Assignment:
Every record should be written out exactly, please.

Stored items from a collection
______

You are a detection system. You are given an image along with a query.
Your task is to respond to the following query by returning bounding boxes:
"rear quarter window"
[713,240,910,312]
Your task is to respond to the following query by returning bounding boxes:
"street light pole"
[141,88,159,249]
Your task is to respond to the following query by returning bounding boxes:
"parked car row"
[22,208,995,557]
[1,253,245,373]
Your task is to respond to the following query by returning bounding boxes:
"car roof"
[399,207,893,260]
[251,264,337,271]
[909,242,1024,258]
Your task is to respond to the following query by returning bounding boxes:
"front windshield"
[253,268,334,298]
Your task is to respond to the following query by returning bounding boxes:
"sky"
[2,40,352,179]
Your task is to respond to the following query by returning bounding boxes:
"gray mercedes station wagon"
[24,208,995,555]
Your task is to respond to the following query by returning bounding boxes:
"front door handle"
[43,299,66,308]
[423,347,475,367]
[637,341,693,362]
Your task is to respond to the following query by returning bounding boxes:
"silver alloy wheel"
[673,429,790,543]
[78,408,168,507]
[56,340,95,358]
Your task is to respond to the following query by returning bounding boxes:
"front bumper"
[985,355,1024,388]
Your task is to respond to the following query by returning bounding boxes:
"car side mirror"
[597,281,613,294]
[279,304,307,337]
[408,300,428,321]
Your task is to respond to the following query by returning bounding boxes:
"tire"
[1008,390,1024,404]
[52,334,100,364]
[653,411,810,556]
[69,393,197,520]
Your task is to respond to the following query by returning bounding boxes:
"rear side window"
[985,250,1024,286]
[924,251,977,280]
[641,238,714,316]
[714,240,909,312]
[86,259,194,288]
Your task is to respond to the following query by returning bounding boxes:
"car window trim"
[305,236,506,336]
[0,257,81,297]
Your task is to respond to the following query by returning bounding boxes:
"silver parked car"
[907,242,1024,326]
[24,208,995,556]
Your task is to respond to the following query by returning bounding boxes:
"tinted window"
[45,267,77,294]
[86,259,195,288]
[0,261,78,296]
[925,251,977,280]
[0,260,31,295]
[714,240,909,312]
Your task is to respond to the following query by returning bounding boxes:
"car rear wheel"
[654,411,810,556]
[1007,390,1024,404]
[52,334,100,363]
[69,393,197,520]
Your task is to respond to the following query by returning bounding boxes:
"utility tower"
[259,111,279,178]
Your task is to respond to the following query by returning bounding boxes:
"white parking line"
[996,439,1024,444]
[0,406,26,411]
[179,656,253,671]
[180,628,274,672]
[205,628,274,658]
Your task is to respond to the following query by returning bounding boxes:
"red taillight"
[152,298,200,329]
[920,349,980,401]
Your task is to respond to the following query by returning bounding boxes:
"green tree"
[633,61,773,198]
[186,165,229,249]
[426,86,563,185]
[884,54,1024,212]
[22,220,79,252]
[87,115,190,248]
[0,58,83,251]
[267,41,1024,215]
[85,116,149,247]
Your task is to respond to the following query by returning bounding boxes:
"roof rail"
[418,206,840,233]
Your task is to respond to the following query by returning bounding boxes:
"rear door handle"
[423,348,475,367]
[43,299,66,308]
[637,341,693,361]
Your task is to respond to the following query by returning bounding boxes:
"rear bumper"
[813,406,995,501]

______

Reply to the task:
You are a detection system. You are given an image along with a query.
Your task is to respond to the following query by returning bounding boxes:
"rear quarter window"
[713,240,910,312]
Your task is to respond to the following query by returning bounding boxes:
"street light pole"
[141,88,159,249]
Your task is to respond to the following query by returning bounding boxes:
"parked car row"
[22,208,995,557]
[1,253,245,373]
Your task is to respond to the following query by returning bounding boxes:
"car roof"
[399,207,893,260]
[251,264,337,271]
[909,242,1024,258]
Your task is to respond to the following query by returning bounding boxes:
"front windshield"
[253,268,334,298]
Your task is to respond to the following query by returning bounding boxes:
"sky"
[2,40,352,179]
Your task is to respond to the following query by returning bounding boxes:
"gray mercedes station wagon"
[24,208,995,555]
Your task is to respond to the following query by returning bounding boxes:
"front door handle"
[43,299,66,308]
[423,347,475,367]
[637,341,693,362]
Your task is to respond to the following query by returning bounding boxes:
"silver alloy wheel"
[673,429,790,543]
[78,408,168,507]
[56,340,95,358]
Your task is to respond to the following query by returning bounding boxes:
"front bumper"
[985,355,1024,388]
Your task is to respond to the following query by returning bounding boxes:
"car side mirror"
[597,281,613,294]
[279,304,307,337]
[408,300,428,321]
Your task is to respond to the following query by returning bounding boxes:
"tire"
[1008,390,1024,404]
[52,334,100,364]
[653,411,810,556]
[69,393,197,520]
Your task is to respond to the following query by returning bounding boxes:
"rear side window"
[985,250,1024,286]
[924,251,977,280]
[641,238,714,316]
[714,240,909,312]
[86,259,194,288]
Your task is to respond to the following query by returning bounding boxes:
"car window trim"
[305,236,506,336]
[0,257,81,297]
Your task is to respond to the following query by returning bounding boxes:
"silver parked car"
[907,242,1024,326]
[24,208,995,556]
Your task is to respond to the following query by returning bounding boxes:
"tinted window"
[45,267,77,294]
[86,259,195,288]
[0,261,78,296]
[925,251,977,280]
[0,260,31,295]
[714,240,909,312]
Your task is to respond to the following query by returning bounding boxes:
"car rear wheel"
[654,411,810,556]
[1007,390,1024,404]
[52,334,100,363]
[69,393,197,520]
Your task is to respond to the following query by returning bounding boxes:
"utility tower"
[259,111,279,178]
Your task is to respond to the following query by returning bounding boxes:
"white parking line"
[996,439,1024,444]
[0,406,26,411]
[179,656,253,671]
[180,628,274,672]
[205,628,274,658]
Your task is to respond to the following query by returning bounding boxes:
"red taillight"
[152,298,200,329]
[920,349,980,401]
Your task is to respond to the following query by returning bounding boxes:
"green tree"
[633,61,773,198]
[186,165,229,249]
[426,86,563,185]
[884,54,1024,212]
[22,220,79,252]
[87,115,190,248]
[0,58,83,251]
[267,41,1024,215]
[85,116,149,247]
Your task is to respond to the following query by returning bounding boxes:
"roof rail"
[418,206,840,233]
Your task is to respond to the following query by returning bounding boxes:
"rear door handle"
[423,348,475,367]
[43,299,66,308]
[637,341,693,361]
Your task is to respond to the following query by returning bounding boxes:
"rear bumper"
[813,406,995,501]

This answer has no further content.